>> Begin DATA SECTION
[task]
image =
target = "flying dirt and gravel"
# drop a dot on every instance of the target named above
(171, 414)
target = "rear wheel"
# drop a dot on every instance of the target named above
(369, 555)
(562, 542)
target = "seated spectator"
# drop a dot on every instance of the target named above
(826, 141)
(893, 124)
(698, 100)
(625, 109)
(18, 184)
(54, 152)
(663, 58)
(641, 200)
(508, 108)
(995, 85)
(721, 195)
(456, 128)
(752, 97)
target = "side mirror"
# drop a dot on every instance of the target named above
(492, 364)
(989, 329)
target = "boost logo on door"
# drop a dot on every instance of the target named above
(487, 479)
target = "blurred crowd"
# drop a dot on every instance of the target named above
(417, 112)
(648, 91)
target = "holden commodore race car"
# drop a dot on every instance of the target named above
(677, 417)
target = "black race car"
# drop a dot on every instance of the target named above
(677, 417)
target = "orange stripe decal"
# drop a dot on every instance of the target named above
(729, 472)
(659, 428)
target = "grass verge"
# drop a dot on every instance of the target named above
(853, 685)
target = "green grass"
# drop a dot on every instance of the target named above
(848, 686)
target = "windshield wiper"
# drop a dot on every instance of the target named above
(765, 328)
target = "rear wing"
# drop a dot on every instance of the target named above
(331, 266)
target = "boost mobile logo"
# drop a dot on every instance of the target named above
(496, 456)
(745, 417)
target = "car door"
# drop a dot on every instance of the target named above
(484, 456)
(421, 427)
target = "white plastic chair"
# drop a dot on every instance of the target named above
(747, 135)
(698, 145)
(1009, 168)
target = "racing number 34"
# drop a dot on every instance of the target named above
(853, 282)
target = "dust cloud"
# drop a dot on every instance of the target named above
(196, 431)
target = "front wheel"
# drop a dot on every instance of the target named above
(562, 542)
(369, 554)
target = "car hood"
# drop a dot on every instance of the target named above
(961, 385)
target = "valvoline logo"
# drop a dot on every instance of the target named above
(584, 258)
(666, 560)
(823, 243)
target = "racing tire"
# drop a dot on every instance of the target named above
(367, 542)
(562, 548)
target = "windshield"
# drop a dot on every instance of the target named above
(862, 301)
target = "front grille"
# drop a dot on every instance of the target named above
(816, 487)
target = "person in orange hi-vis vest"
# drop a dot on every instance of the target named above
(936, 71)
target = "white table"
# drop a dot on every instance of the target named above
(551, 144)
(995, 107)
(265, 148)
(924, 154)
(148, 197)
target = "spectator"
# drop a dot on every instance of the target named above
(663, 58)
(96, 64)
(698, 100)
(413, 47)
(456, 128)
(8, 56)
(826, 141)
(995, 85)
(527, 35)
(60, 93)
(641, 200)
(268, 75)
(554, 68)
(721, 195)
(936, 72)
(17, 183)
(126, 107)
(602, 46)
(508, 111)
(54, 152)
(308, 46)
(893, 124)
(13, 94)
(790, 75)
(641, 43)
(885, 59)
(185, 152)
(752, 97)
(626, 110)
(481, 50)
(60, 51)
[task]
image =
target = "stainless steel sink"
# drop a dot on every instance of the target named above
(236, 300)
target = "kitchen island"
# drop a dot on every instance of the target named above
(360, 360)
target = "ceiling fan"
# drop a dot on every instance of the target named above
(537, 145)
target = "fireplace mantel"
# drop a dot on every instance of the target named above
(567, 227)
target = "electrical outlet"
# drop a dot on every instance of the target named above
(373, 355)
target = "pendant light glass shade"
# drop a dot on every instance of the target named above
>> End DATA SECTION
◆ **WHAT THE TASK ASKS**
Extract the lines above from the one containing "in orange hi-vis" to the last line, both included, exactly as written.

◆ **ANSWER BELOW**
target = "person in orange hi-vis vest"
# drop a dot on every instance of the target named above
(936, 71)
target = "white table"
# drop a dot on every instance of the target named above
(551, 144)
(995, 107)
(265, 148)
(924, 154)
(148, 197)
target = "spectator"
# drop a dot on every instance of the target named above
(663, 58)
(96, 64)
(698, 100)
(413, 47)
(456, 128)
(8, 56)
(826, 141)
(995, 85)
(527, 35)
(60, 93)
(641, 200)
(268, 75)
(554, 68)
(721, 195)
(936, 72)
(17, 183)
(126, 107)
(602, 46)
(508, 111)
(54, 152)
(308, 46)
(893, 124)
(13, 94)
(790, 75)
(641, 43)
(885, 59)
(185, 152)
(752, 97)
(626, 110)
(481, 50)
(60, 51)
[task]
image =
target = "stainless steel sink"
# drop a dot on every instance of the target named above
(236, 300)
target = "kitchen island"
# drop a dot on every instance of the target named above
(360, 360)
target = "ceiling fan"
# drop a dot on every instance of the target named above
(537, 145)
target = "fireplace mantel"
# drop a dot on every instance of the target named above
(567, 227)
target = "electrical outlet"
# drop a dot on every instance of the target named above
(373, 355)
target = "pendant light glass shade"
# drop a dot on every instance of the target named above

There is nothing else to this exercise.